-- start DATA TO USE --

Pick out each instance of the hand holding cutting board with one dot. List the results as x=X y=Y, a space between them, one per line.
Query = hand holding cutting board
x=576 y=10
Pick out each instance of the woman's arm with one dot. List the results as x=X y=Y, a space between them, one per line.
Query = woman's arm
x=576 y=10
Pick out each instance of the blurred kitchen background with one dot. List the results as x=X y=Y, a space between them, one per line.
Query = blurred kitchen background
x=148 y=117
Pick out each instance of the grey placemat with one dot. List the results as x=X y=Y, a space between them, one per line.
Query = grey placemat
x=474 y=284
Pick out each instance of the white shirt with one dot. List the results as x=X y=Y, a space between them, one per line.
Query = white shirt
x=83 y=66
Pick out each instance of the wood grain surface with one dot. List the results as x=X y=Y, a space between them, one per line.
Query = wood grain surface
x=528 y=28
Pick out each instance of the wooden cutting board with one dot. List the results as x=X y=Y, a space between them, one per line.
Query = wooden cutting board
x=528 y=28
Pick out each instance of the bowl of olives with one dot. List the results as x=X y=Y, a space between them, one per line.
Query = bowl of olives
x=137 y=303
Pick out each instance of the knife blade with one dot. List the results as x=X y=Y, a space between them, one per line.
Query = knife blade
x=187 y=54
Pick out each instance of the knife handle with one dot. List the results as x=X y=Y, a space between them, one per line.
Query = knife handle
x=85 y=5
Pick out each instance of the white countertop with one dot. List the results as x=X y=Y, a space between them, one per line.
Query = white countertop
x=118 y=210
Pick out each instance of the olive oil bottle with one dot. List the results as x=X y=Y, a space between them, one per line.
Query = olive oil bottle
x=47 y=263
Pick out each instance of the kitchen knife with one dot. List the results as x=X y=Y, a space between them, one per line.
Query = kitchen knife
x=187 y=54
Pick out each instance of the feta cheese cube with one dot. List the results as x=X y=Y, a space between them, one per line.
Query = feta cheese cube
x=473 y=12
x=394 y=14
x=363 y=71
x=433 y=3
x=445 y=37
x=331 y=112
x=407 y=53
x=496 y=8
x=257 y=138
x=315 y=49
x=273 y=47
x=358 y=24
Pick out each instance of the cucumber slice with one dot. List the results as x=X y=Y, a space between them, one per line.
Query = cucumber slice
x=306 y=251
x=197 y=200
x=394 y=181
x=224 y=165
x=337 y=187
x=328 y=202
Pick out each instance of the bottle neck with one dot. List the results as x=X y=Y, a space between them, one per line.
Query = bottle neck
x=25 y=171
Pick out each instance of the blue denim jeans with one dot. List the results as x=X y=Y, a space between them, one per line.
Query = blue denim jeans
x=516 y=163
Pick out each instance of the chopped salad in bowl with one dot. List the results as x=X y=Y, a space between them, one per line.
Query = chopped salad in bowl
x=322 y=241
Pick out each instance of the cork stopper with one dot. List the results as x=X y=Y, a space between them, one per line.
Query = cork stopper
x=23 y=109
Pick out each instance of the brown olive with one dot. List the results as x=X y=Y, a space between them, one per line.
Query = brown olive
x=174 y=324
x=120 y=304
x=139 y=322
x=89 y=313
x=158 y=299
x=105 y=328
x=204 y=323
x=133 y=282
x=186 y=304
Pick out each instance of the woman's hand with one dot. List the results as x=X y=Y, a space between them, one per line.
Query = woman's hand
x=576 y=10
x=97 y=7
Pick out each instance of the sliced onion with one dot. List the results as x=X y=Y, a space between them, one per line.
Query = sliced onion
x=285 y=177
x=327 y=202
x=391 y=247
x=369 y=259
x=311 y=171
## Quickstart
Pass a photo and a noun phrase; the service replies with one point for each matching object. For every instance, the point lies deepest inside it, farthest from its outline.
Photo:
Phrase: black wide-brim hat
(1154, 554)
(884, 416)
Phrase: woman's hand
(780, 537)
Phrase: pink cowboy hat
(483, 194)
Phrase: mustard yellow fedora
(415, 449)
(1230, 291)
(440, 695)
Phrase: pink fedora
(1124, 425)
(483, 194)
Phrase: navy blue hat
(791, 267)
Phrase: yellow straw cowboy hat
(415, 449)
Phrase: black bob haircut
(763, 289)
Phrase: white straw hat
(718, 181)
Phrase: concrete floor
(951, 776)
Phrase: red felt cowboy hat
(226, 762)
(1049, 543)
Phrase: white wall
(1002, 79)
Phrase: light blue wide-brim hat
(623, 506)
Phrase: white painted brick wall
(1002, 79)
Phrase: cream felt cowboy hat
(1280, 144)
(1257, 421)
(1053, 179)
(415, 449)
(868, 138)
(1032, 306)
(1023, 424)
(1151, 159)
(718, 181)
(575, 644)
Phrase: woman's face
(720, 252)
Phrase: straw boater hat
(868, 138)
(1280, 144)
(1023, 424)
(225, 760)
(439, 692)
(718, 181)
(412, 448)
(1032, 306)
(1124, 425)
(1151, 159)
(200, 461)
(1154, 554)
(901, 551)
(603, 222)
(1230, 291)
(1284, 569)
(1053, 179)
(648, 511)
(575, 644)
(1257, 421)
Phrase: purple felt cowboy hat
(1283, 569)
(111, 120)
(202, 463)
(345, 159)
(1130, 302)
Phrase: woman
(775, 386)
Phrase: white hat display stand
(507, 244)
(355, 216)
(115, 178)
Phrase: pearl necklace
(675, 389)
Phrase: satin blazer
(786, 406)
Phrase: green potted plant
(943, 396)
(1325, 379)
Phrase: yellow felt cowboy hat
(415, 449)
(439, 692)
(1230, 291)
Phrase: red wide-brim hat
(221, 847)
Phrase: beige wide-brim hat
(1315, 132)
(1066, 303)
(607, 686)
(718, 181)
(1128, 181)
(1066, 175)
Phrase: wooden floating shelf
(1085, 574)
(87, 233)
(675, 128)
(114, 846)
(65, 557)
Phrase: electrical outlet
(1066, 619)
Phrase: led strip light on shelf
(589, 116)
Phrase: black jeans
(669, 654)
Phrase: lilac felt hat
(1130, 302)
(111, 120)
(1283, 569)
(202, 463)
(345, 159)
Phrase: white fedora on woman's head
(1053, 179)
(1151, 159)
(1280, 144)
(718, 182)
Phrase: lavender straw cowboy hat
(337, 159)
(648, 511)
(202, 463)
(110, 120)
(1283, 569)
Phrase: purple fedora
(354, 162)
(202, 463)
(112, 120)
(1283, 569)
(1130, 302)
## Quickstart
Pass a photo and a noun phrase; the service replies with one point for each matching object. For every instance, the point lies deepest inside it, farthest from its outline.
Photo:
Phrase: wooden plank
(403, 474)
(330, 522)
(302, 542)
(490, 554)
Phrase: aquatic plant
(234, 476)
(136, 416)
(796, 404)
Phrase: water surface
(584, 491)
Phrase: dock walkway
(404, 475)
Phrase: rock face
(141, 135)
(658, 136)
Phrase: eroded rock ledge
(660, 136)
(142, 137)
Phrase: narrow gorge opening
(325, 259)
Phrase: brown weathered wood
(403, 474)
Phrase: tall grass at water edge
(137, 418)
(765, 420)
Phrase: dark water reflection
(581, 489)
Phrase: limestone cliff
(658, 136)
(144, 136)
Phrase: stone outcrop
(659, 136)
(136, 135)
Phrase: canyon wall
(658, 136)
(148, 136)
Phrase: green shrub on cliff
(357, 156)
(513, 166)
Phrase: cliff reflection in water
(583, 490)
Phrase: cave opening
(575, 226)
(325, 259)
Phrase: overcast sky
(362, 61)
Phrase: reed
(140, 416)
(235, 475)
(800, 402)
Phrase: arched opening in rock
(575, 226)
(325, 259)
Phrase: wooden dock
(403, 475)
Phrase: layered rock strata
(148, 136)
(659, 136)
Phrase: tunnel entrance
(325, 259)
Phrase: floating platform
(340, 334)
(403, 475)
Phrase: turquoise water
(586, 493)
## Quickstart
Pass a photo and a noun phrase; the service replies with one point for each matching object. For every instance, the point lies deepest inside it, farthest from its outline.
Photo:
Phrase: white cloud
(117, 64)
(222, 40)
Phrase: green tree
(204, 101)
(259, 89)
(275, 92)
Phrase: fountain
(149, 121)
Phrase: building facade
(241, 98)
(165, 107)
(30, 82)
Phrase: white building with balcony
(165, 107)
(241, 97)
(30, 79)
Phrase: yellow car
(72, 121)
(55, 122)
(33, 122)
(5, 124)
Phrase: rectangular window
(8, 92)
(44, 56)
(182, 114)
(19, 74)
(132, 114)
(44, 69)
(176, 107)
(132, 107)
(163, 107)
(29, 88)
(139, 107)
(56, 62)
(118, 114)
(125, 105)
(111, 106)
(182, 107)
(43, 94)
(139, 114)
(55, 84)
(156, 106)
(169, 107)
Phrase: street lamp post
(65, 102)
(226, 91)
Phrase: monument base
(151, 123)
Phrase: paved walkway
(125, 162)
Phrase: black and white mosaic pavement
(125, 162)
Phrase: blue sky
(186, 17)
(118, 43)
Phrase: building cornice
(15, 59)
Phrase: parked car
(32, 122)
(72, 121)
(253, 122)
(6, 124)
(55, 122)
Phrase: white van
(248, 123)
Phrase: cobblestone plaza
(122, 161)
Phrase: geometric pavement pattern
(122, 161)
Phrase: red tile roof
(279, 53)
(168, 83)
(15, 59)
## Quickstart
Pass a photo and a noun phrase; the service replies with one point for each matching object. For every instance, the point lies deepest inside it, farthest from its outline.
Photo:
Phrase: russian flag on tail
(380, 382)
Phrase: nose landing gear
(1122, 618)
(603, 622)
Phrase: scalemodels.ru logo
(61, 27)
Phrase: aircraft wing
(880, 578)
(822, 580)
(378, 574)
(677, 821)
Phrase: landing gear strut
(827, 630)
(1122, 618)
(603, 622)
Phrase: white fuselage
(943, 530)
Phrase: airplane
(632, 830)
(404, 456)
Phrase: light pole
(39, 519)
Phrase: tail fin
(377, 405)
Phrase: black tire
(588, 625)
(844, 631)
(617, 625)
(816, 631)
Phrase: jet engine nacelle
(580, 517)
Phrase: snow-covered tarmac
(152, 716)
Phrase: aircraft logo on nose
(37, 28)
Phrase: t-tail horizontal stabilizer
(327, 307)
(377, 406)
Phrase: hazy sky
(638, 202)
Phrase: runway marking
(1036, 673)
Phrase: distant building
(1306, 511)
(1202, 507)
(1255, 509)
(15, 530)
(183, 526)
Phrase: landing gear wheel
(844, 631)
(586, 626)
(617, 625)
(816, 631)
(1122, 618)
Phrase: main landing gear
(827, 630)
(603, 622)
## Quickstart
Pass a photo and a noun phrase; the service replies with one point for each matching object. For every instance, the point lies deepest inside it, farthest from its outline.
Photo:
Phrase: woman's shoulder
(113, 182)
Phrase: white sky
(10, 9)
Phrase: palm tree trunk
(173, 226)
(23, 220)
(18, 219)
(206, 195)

-- end DATA TO USE --

● **REQUIRED WORK**
Return the lines from the line containing "Phrase: white van" to the end of the entries above, exactly as they appear and with no other output.

● **WORKED SOLUTION**
Phrase: white van
(248, 123)
Phrase: cobblestone plaza
(122, 161)
Phrase: geometric pavement pattern
(122, 161)
Phrase: red tile roof
(279, 53)
(168, 83)
(15, 59)
## Quickstart
Pass a photo and a noun phrase; the service replies with one point for each matching object. For every instance, the point lies deepest inside it, farthest from its outline.
Photo:
Phrase: russian flag on tail
(380, 382)
Phrase: nose landing gear
(1122, 618)
(603, 622)
Phrase: scalemodels.ru logo
(61, 27)
Phrase: aircraft wing
(880, 578)
(822, 580)
(378, 574)
(677, 821)
Phrase: landing gear strut
(827, 630)
(1122, 618)
(603, 622)
Phrase: white fuselage
(943, 530)
Phrase: airplane
(632, 830)
(404, 456)
Phrase: light pole
(39, 519)
Phrase: tail fin
(377, 405)
Phrase: black tire
(588, 625)
(844, 631)
(617, 625)
(816, 631)
Phrase: jet engine nacelle
(580, 517)
Phrase: snow-covered tarmac
(152, 716)
Phrase: aircraft logo on nose
(37, 28)
Phrase: t-tail horizontal stabilizer
(327, 307)
(377, 406)
Phrase: hazy sky
(638, 202)
Phrase: runway marking
(1036, 673)
Phrase: distant building
(1306, 511)
(1202, 507)
(1255, 509)
(15, 530)
(183, 526)
Phrase: landing gear wheel
(844, 631)
(586, 626)
(617, 625)
(816, 631)
(1122, 618)
Phrase: main landing gear
(827, 630)
(603, 622)
## Quickstart
Pass a photo and a noun phrase; the service replies with one point for each matching object. For every instance, the point lies deepest inside it, farthest from its outline.
Photo:
Phrase: woman's shoulder
(113, 182)
Phrase: white sky
(10, 9)
Phrase: palm tree trunk
(173, 226)
(23, 220)
(18, 219)
(206, 195)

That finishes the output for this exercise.